_Task requirements:_ In the data, find each line where the word "face" appears and list that line.

Point localization data:
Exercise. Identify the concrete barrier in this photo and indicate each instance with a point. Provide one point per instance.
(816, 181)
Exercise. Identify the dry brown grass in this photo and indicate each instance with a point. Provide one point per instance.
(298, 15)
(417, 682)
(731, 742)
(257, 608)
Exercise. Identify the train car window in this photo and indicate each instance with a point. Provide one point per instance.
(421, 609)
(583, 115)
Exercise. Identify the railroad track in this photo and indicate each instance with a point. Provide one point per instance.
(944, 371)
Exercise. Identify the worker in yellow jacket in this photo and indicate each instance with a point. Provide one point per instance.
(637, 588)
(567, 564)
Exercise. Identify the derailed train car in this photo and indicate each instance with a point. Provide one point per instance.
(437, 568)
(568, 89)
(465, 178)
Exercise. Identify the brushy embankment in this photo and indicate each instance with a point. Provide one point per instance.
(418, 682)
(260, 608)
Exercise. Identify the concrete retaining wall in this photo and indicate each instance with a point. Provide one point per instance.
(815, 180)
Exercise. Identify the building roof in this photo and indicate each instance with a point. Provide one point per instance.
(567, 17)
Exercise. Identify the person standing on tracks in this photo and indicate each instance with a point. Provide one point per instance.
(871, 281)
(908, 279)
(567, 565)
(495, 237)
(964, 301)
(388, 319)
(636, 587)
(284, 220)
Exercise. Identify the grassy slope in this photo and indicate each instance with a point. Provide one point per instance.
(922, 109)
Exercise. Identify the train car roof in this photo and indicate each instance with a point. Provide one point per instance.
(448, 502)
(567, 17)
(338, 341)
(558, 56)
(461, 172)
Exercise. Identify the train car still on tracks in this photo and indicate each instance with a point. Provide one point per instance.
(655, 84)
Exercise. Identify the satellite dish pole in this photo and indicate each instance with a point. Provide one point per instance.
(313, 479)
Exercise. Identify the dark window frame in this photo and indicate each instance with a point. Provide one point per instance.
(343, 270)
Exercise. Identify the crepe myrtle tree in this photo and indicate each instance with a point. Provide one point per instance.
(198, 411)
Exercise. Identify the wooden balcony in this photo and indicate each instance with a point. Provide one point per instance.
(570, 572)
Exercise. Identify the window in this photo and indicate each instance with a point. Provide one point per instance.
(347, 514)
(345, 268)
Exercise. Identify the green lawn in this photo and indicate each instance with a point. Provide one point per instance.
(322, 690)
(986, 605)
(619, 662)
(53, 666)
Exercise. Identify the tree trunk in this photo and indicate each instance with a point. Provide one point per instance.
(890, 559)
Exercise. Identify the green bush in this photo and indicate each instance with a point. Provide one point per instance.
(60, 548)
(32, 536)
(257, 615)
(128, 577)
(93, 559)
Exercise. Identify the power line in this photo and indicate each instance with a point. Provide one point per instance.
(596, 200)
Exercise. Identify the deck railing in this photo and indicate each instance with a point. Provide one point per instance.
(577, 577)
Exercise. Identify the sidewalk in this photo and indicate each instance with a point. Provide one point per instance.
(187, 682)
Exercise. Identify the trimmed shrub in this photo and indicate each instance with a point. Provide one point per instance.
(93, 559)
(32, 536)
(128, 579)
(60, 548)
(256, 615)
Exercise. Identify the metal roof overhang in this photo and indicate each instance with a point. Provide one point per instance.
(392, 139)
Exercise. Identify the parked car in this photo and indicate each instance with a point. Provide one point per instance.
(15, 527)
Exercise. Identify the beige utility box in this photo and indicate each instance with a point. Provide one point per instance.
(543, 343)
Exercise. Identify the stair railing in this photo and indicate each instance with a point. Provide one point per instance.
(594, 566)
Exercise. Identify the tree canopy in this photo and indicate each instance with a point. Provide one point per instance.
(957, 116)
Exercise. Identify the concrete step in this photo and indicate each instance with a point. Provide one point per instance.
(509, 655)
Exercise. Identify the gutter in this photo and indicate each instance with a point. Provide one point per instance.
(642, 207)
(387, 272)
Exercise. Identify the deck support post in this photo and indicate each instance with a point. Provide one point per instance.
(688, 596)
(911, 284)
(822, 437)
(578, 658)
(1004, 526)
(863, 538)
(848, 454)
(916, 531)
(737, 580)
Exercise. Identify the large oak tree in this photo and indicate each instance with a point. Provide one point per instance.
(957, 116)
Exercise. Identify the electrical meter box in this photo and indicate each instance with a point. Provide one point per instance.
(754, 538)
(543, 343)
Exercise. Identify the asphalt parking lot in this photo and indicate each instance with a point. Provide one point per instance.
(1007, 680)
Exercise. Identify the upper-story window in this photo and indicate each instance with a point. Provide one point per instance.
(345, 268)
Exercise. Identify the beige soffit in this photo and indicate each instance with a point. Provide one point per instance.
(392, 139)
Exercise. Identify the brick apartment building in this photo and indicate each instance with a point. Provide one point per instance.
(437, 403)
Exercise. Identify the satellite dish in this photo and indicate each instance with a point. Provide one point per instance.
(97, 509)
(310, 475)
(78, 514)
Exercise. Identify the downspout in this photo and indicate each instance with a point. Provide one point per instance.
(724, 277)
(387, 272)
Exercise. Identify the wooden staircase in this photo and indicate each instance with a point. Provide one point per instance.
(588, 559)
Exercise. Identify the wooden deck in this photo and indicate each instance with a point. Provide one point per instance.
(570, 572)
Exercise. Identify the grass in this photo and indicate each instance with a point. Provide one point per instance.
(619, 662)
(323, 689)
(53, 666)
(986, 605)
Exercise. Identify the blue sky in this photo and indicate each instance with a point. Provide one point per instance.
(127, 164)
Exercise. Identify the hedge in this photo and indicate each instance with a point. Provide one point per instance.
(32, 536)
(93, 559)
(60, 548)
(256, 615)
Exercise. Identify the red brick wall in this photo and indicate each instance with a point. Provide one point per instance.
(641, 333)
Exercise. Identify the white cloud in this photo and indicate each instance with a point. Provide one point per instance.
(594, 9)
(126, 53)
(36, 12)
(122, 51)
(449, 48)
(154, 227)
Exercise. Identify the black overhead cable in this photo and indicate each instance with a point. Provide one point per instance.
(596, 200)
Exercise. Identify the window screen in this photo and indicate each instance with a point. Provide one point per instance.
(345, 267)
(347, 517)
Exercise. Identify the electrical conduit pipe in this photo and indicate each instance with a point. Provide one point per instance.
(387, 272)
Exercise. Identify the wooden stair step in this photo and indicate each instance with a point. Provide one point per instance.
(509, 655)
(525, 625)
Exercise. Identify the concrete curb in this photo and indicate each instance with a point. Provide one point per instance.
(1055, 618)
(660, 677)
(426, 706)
---
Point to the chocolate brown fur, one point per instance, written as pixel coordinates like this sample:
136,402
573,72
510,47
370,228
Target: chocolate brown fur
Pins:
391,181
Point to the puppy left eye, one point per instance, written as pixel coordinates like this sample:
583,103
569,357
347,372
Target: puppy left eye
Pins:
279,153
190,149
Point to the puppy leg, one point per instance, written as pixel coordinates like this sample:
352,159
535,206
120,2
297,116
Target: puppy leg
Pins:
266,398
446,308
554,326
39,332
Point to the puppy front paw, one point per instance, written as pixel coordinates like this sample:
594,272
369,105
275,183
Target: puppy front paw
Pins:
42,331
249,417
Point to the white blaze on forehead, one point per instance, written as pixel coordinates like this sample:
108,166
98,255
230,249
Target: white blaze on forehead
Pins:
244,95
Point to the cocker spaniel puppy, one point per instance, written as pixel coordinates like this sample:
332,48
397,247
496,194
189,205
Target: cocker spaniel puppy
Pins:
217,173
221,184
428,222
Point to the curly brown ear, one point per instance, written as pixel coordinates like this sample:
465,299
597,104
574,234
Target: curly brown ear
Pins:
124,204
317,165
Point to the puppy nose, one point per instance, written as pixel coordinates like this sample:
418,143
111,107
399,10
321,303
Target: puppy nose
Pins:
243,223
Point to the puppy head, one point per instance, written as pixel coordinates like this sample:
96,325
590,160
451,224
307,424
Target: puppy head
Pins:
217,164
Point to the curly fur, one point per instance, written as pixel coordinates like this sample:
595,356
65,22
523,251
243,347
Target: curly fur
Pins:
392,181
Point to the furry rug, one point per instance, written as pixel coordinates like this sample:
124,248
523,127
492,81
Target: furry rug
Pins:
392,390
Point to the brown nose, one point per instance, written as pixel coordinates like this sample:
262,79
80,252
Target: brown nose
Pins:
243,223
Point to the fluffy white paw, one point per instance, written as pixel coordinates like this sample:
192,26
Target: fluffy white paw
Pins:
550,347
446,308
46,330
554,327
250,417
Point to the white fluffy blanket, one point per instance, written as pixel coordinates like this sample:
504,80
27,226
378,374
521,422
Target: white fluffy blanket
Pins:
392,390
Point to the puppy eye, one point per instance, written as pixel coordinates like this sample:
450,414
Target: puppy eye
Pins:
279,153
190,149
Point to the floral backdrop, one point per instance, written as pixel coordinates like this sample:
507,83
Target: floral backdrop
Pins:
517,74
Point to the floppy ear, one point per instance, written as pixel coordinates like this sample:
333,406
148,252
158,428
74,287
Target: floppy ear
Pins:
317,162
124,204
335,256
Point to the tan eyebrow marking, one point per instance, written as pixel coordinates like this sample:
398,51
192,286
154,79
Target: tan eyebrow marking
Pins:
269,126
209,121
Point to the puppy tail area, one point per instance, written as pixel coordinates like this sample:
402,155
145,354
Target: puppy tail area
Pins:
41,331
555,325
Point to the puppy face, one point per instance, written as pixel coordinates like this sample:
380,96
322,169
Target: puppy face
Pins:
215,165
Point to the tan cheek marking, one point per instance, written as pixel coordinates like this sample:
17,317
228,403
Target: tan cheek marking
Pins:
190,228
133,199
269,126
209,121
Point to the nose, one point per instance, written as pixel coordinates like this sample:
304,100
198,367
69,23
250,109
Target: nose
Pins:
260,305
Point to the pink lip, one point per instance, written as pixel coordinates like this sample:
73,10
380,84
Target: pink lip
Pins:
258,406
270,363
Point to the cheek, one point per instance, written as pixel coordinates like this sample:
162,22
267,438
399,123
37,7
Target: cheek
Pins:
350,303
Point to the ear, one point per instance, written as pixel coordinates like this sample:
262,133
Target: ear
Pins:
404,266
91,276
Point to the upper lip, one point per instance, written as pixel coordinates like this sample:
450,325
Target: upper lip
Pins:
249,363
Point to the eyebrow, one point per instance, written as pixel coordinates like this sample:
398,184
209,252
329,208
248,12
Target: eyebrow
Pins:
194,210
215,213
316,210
---
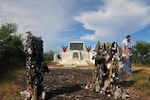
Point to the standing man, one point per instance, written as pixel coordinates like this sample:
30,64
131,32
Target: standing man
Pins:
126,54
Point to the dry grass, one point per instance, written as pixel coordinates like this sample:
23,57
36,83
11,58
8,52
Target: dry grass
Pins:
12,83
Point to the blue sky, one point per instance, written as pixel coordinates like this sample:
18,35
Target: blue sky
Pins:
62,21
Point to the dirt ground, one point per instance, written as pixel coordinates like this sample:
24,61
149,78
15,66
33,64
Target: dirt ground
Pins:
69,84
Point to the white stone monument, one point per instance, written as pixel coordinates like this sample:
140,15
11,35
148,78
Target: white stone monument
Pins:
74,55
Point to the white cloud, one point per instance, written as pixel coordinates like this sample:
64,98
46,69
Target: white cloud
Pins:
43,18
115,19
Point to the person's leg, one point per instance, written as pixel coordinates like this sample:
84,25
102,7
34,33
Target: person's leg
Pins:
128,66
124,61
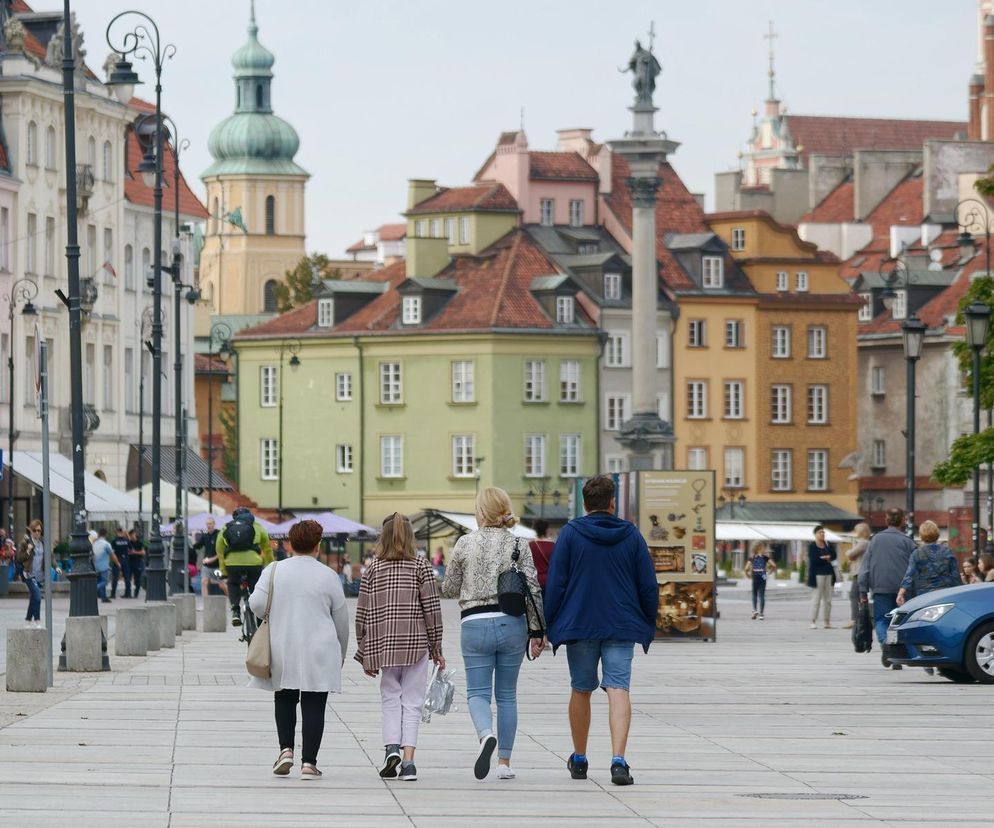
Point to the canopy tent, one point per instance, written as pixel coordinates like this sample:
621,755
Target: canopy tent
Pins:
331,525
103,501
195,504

_Solution to this task:_
Point to the puppy face, one point per instance, written as pixel coordinates like this sample:
Target: puppy face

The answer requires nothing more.